▸ **EXCERPT**
_ _ _

These are the “normal” phenology events we expect to see here and in the Madison area this month. We would love to hear about what you are seeing on the grounds of Holy Wisdom Monastery. Please comment on this post with what you are observing, where at Holy Wisdom and the date you observed the event.

July Phenology

The following July events are from observations I have recorded over the years:

  • Usually the warmest and sunniest month of the year
  • By the end of July, days are a half hour shorter
  • Nesting season is over for most species
  • Fall shorebird migration is underway
  • Annual Audubon butterfly count
  • Increase in insect life
  • Flowers bloom profusely
  • Fruits ripen

Birds

  • Goldfinch and cedar waxwing start nesting
  • Most birds have raised young, sing less and start to molt
  • Some species have second broods and continue to sing (robin, cardinal, bluebird, song sparrow and others)

_ _ _

▸ **WRITTEN EXERCISE 1**
For each statement about the July phenology notes, answer yes or no and quote the words from the notes that decide it. (a) Days are a half hour shorter by the end of July. (b) Goldfinches and cedar waxwings finish nesting in July. (c) Robins and cardinals stop singing in July.
▸ **WRITTEN EXERCISE 2**
Summarize the July phenology notes in two sentences.
The listing after this point is separate material with no connection to the July phenology notes.

_ _ _

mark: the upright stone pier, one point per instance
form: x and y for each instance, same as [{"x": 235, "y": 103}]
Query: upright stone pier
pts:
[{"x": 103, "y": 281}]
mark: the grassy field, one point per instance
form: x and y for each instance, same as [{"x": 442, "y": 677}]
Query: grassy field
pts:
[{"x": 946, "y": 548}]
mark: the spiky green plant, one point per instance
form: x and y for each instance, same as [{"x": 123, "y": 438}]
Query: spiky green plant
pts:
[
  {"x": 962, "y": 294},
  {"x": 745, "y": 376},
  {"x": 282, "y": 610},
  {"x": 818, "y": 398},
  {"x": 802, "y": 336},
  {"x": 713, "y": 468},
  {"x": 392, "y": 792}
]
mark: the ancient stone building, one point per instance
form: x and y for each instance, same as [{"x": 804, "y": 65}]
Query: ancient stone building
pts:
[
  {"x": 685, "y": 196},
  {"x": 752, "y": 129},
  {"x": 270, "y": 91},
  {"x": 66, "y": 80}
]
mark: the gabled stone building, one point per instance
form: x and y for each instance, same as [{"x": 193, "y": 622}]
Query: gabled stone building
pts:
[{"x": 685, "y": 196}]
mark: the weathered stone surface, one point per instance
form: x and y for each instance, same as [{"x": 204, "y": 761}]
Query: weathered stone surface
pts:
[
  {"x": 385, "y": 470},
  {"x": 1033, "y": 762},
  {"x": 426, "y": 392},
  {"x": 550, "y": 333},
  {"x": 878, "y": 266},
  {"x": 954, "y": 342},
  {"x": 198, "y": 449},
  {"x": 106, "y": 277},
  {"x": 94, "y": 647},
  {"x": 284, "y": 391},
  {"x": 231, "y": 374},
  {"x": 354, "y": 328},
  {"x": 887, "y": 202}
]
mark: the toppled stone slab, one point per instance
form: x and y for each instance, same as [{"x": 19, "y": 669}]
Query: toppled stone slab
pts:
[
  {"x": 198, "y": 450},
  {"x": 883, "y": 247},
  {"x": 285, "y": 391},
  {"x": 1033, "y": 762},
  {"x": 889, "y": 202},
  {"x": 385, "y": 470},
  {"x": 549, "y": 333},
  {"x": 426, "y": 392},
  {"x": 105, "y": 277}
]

_ _ _

▸ **EXERCISE ANSWER 1**
(a) Yes: "By the end of July, days are a half hour shorter"
(b) No: "Goldfinch and cedar waxwing start nesting"
(c) No: "Some species have second broods and continue to sing (robin, cardinal, bluebird, song sparrow and others)"

▸ **EXERCISE ANSWER 2**
The July phenology notes list the events expected at Holy Wisdom Monastery and in the Madison area this month, including the warmest and sunniest weather, days a half hour shorter by month's end, the end of most nesting, more insects, profuse blooms and ripening fruit. Among birds, goldfinches and cedar waxwings start nesting, most others sing less and begin to molt, and some raise second broods; readers are asked to comment with what they observe, where, and on what date.